Find the word "trace" in the listing, and copy out each line where it turns up.

SUPPLIED INFORMATION
==========
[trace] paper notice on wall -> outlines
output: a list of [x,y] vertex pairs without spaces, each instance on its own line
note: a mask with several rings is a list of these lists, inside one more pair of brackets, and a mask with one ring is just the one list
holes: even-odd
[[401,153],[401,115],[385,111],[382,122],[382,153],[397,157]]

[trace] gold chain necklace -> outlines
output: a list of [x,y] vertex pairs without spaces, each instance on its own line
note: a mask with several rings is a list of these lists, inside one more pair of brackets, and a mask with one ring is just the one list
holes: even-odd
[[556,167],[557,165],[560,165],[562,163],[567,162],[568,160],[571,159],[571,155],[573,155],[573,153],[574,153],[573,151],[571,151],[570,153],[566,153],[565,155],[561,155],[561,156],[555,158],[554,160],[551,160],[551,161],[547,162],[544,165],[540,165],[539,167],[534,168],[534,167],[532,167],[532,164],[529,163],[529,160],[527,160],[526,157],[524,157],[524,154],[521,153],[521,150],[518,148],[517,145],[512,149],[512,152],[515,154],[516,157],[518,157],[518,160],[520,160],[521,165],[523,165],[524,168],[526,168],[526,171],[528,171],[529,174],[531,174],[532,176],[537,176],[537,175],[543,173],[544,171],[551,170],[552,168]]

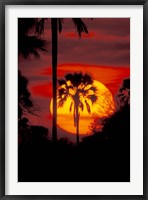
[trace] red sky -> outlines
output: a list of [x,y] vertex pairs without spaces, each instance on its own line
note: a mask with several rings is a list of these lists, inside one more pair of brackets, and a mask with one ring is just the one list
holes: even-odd
[[[122,80],[130,76],[130,19],[84,19],[89,34],[78,37],[71,19],[64,19],[62,33],[58,35],[58,78],[67,72],[89,72],[103,83],[114,96]],[[40,59],[20,59],[19,69],[29,80],[32,99],[40,108],[40,117],[30,116],[31,124],[43,125],[51,130],[49,103],[52,97],[51,29],[46,21],[44,35],[48,52]],[[59,137],[67,133],[59,130]],[[72,136],[71,136],[72,137]],[[75,138],[75,136],[74,136]]]

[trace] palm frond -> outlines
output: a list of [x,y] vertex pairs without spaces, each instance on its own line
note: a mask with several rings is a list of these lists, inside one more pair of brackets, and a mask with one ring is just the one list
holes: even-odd
[[91,86],[89,87],[88,89],[86,89],[85,87],[83,87],[82,89],[79,89],[79,92],[82,94],[82,96],[84,98],[87,98],[87,96],[90,94],[90,93],[93,93],[95,94],[97,92],[97,88],[95,86]]
[[58,84],[59,86],[66,85],[66,81],[64,79],[59,79]]
[[89,74],[84,74],[83,76],[83,84],[84,85],[91,85],[93,83],[92,77]]
[[91,100],[92,104],[96,103],[98,100],[98,97],[95,94],[88,95],[87,98]]
[[44,24],[45,24],[45,19],[46,18],[41,18],[38,19],[37,24],[36,24],[36,33],[41,35],[44,34]]
[[18,36],[27,35],[35,26],[36,18],[18,18]]
[[74,121],[74,127],[76,127],[76,108],[74,106],[74,111],[73,111],[73,121]]
[[84,104],[80,101],[80,103],[79,103],[79,108],[81,109],[81,111],[83,112],[83,110],[84,110]]
[[73,107],[73,102],[71,102],[71,104],[70,104],[70,108],[69,108],[70,112],[72,111],[72,107]]
[[66,94],[66,90],[64,88],[58,89],[58,98],[61,99],[63,95]]
[[86,108],[87,108],[88,113],[91,113],[90,105],[86,100],[85,100],[85,104],[86,104]]
[[75,72],[74,74],[66,74],[66,81],[70,81],[73,87],[78,87],[82,83],[83,74]]
[[63,19],[59,18],[58,19],[58,25],[59,25],[59,33],[62,32],[62,24],[64,23]]
[[67,96],[64,96],[63,98],[59,99],[59,101],[57,103],[58,107],[63,107],[66,100],[67,100]]
[[71,79],[73,79],[73,74],[70,74],[70,73],[66,74],[65,79],[66,81],[71,81]]
[[71,83],[74,87],[78,87],[82,83],[82,73],[74,73],[73,78],[71,79]]
[[79,37],[81,37],[82,32],[88,34],[87,26],[84,24],[81,18],[72,18],[72,20],[77,28]]
[[40,57],[38,51],[47,52],[46,46],[45,40],[39,39],[36,36],[19,37],[18,52],[24,58],[28,58],[30,54],[38,58]]
[[97,92],[97,88],[96,88],[95,86],[91,86],[91,87],[89,88],[89,90],[93,91],[94,93]]
[[91,76],[83,75],[81,72],[68,73],[65,75],[65,79],[58,82],[60,87],[58,89],[58,106],[62,107],[67,98],[70,98],[69,111],[73,112],[74,126],[76,126],[76,108],[78,107],[78,110],[83,112],[86,106],[87,112],[91,113],[90,103],[93,104],[98,100],[97,88],[93,85]]

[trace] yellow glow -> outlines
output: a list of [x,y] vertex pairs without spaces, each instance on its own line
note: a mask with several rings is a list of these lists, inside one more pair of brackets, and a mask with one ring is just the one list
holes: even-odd
[[[94,81],[93,85],[97,88],[96,95],[98,100],[93,105],[90,104],[91,114],[87,112],[84,106],[83,112],[80,111],[79,130],[80,134],[89,134],[89,126],[93,122],[93,115],[98,117],[107,117],[115,111],[115,103],[111,92],[99,81]],[[63,107],[57,108],[57,125],[69,133],[76,133],[74,126],[73,112],[70,113],[70,99],[67,99]],[[50,103],[50,112],[52,114],[53,101]]]

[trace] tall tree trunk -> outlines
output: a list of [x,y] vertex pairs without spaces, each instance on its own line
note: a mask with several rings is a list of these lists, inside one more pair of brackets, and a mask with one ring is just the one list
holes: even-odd
[[76,142],[79,144],[79,111],[78,105],[76,105]]
[[52,139],[57,141],[57,53],[58,53],[58,31],[57,18],[51,18],[52,30],[52,93],[53,93],[53,120],[52,120]]

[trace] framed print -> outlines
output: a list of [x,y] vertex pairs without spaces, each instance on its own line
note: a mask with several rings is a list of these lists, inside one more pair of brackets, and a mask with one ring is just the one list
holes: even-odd
[[2,198],[147,199],[147,6],[1,2]]

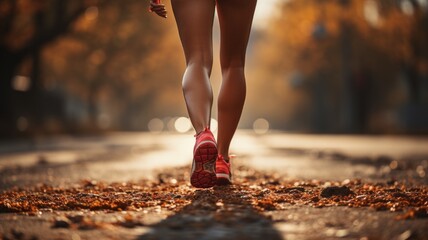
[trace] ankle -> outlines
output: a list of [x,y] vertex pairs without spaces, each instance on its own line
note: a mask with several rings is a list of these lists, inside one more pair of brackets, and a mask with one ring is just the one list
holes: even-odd
[[[225,157],[225,156],[227,156],[227,157]],[[230,162],[230,157],[229,157],[229,155],[223,155],[223,154],[219,154],[218,155],[218,157],[220,158],[220,159],[223,159],[225,162],[227,162],[227,163],[229,163]]]
[[199,135],[201,135],[204,132],[211,132],[209,127],[205,127],[203,130],[200,131],[196,131],[196,134],[194,135],[195,137],[199,137]]

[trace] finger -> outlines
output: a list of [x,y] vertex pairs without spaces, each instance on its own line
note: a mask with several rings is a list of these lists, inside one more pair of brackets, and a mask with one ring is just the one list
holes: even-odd
[[153,12],[166,12],[165,8],[151,8]]
[[166,14],[167,13],[166,9],[153,9],[153,11],[156,12],[156,13],[161,13],[161,14]]
[[156,14],[163,18],[167,18],[167,12],[157,12]]
[[166,15],[167,11],[164,8],[150,8],[149,9],[150,12],[155,12],[158,15]]
[[163,3],[161,3],[161,4],[150,3],[150,6],[152,6],[152,7],[165,7],[165,4],[163,4]]
[[167,17],[167,11],[165,8],[165,4],[156,4],[154,2],[150,2],[150,12],[155,12],[157,15],[166,18]]
[[153,8],[152,10],[153,10],[153,12],[157,12],[157,13],[166,13],[167,12],[166,9],[164,9],[164,8],[161,8],[161,9]]
[[153,9],[153,10],[156,10],[156,11],[160,11],[160,10],[165,10],[165,7],[150,7],[151,9]]
[[150,12],[158,11],[158,9],[160,9],[160,8],[162,8],[162,7],[158,7],[157,5],[150,5],[149,11]]
[[159,15],[161,17],[164,17],[164,18],[166,18],[166,16],[167,16],[167,11],[166,10],[159,10],[159,11],[153,10],[152,12],[154,12],[157,15]]

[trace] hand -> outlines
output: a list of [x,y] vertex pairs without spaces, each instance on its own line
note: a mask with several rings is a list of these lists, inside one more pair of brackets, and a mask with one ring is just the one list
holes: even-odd
[[163,18],[167,18],[165,4],[160,3],[159,0],[150,0],[150,12],[154,12]]

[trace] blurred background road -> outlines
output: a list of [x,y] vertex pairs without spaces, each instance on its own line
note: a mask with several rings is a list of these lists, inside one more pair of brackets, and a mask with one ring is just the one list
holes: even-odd
[[[3,143],[1,189],[69,185],[82,179],[121,182],[154,178],[188,166],[194,137],[178,133],[110,133]],[[237,165],[290,179],[410,181],[427,184],[428,138],[309,135],[239,131],[232,145]],[[153,174],[156,173],[156,174]]]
==========
EXERCISE OUTPUT
[trace] paper notice on wall -> outlines
[trace] gold chain necklace -> outlines
[trace] red sky -> outlines
[trace] palm frond -> outlines
[trace] yellow glow -> outlines
[trace] tall tree trunk -> outlines
[trace] framed print -> outlines
[trace] ankle -> outlines
[trace] finger -> outlines
[trace] hand -> outlines
[trace] blurred background road -> outlines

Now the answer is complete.